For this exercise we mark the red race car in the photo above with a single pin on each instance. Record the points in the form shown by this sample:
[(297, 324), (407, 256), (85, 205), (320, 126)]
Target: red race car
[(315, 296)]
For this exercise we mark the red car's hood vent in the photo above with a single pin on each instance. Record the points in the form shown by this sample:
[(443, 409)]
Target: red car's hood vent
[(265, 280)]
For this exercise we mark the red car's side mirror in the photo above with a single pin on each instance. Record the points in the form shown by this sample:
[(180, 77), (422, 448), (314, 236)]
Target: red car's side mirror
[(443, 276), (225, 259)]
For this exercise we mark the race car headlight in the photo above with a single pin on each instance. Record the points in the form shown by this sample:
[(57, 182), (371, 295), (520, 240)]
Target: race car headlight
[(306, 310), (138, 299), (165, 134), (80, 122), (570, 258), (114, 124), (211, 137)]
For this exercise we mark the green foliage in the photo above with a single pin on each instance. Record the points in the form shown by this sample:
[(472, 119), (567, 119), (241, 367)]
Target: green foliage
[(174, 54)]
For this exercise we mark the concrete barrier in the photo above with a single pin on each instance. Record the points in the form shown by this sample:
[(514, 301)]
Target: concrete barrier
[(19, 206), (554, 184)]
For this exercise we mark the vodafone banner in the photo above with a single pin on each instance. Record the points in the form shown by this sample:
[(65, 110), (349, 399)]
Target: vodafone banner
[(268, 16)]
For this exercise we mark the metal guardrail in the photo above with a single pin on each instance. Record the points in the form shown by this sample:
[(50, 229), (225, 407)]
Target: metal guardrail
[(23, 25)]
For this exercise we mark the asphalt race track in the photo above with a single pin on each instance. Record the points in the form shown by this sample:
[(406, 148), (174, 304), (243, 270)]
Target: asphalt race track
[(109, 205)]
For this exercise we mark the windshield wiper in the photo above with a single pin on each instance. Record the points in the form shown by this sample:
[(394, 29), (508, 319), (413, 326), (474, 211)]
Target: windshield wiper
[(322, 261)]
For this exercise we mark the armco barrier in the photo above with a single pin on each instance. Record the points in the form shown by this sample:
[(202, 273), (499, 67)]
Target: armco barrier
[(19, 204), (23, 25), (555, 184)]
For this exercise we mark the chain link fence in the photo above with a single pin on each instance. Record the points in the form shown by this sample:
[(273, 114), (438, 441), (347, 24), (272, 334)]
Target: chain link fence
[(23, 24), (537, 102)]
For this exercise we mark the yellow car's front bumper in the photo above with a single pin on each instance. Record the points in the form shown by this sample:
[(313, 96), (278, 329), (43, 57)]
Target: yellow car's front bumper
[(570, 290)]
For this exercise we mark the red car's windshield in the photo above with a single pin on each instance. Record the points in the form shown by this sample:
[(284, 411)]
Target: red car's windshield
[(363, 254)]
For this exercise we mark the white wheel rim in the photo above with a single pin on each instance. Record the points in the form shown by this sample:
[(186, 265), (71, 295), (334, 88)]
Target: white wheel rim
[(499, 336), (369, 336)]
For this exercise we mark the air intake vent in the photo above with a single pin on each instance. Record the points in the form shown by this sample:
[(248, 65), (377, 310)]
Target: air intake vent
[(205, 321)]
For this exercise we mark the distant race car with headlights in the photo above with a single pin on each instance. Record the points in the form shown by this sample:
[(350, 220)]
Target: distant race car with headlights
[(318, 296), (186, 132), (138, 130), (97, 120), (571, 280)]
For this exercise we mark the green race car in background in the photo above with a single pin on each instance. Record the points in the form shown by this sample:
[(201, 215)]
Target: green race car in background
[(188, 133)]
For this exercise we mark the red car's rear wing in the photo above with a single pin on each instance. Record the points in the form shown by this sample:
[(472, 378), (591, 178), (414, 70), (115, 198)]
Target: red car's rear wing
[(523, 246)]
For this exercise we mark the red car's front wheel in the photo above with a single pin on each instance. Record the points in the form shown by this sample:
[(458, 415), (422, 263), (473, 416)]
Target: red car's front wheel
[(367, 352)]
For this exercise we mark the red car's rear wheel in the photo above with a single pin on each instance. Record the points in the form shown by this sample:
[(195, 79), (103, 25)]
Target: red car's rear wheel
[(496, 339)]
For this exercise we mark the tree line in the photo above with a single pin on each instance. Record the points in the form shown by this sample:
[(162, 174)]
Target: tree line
-=-=-=-=-
THE EXERCISE »
Recast every line of the records above as a numbered list, leaving out any blank lines.

THE RESULT »
1. For this exercise we mark the red race car in the photo above with a single pin on each instance. Record the points in the form shown by this sample:
2. [(297, 324), (407, 256), (85, 205), (320, 126)]
3. Target: red race car
4. [(315, 296)]
5. For this exercise we mark the red car's hood vent in the photo above with a single pin on each instance. Record the points in the form shown by this sample:
6. [(443, 409)]
7. Target: red car's hood vent
8. [(265, 280)]
9. For this exercise we mark the red car's side mirror in the photo above with a single pin on each instance. Record the points in the form shown by this sample:
10. [(180, 77), (422, 448), (314, 236)]
11. Target: red car's side mirror
12. [(443, 276), (225, 259)]
13. For this exercise we mark the race car headlight in the photo above with a single pin on each instance. Record the points in the form shown by this sample:
14. [(57, 182), (371, 295), (520, 240)]
15. Target: race car headlight
16. [(306, 310), (138, 299), (165, 134), (80, 122), (570, 258), (114, 124), (211, 137)]
17. For this exercise we mark the green foliage in the photo above with a single pin on each instance. Record the points in the form shown by this sample:
18. [(472, 119), (567, 119), (241, 367)]
19. Target: green foliage
20. [(174, 54)]
21. For this exercise we mark the concrete barrier in the photo above with a single pin on each instance. Record the points in the form shown by this sample:
22. [(514, 301)]
23. Target: concrete barrier
24. [(19, 206), (554, 184)]
25. For this exercise we mark the vodafone banner in the photo above with a single pin on each instance. Record the points in the form shown by this sample:
26. [(65, 110), (349, 399)]
27. Target: vodafone banner
28. [(268, 16)]
29. For this exercise we mark the metal guardrail in the photo above with a single pin on each instance. Record the points in the form shown by this sample:
30. [(50, 229), (225, 407)]
31. Target: metal guardrail
32. [(23, 25)]
33. For this exercise we mark the asphalt race track in the photo above with a single pin on each instance. Record the points in the form shown by this sample:
34. [(406, 148), (174, 304), (243, 270)]
35. Target: asphalt race track
36. [(109, 205)]
37. For this exercise we mark the windshield wiper in the photo above with a single pin on each instance. Record the points in the form shown by this sample:
38. [(394, 29), (508, 319), (413, 326), (474, 211)]
39. Target: windshield wiper
40. [(322, 261)]
41. For this exercise we mark the armco barrier in the photo above with a single pin on each instance. Record the points in the form shown by this sample:
42. [(202, 273), (499, 67)]
43. Target: armco barrier
44. [(19, 204), (23, 25), (555, 184)]
45. For this exercise we mark the chain link fence in the photo above with a single pin on each instance. Record the points in the form shown by this sample:
46. [(273, 114), (438, 441), (347, 24), (272, 334)]
47. Target: chain link fence
48. [(23, 24), (537, 102)]
49. For this exercise we mark the yellow car's front bumper in the photo above with a single pin on each instance. Record the points in the form shown by this sample:
50. [(313, 96), (278, 329), (43, 57)]
51. Target: yellow car's front bumper
52. [(570, 290)]
53. For this exercise we mark the red car's windshield in the photo above with a single pin on each instance. Record the points in the form shown by this sample:
54. [(284, 411)]
55. Target: red car's windshield
56. [(363, 254)]
57. For this exercise we mark the white wheel rim in the photo above with a single pin on each instance. Record the points in the form shown by this sample:
58. [(186, 265), (71, 295), (334, 88)]
59. Target: white wheel rim
60. [(499, 336), (369, 336)]
61. For this exercise we mark the air intake vent in the photo above with a single pin on each instance. Record the points in the form shown by this sample:
62. [(248, 65), (377, 310)]
63. Target: air intake vent
64. [(205, 321)]
65. For this exercise we mark the distant race car with headlights in the photo above with a single pin on each instance. Record the points in the form shown by this sample:
66. [(350, 220)]
67. Target: distant race car with headlights
68. [(318, 296), (186, 132), (138, 130), (97, 120), (571, 280)]
69. For this exercise we mark the green race car in background in the photo above with a single pin on each instance. Record the points in the form shown by this sample:
70. [(201, 215)]
71. Target: green race car in background
72. [(188, 133)]
73. For this exercise we mark the red car's rear wing in the photo above with a single pin on each instance. Record the points in the form shown by this sample:
74. [(472, 378), (591, 178), (414, 70), (115, 198)]
75. Target: red car's rear wing
76. [(523, 246)]
77. For this exercise we mark the red car's front wheel in the photo above with a single pin on each instance. Record the points in the form shown by this sample:
78. [(458, 415), (422, 263), (473, 416)]
79. Target: red car's front wheel
80. [(367, 352)]
81. For this exercise we mark the red car's rear wheel in the photo above with a single pin on each instance. Record the points in the form shown by this sample:
82. [(195, 79), (103, 25)]
83. Target: red car's rear wheel
84. [(496, 339)]
85. For this exercise we mark the tree line in the photo above with a single pin on each instance. Record the points in the form shown by this sample:
86. [(162, 174)]
87. Target: tree line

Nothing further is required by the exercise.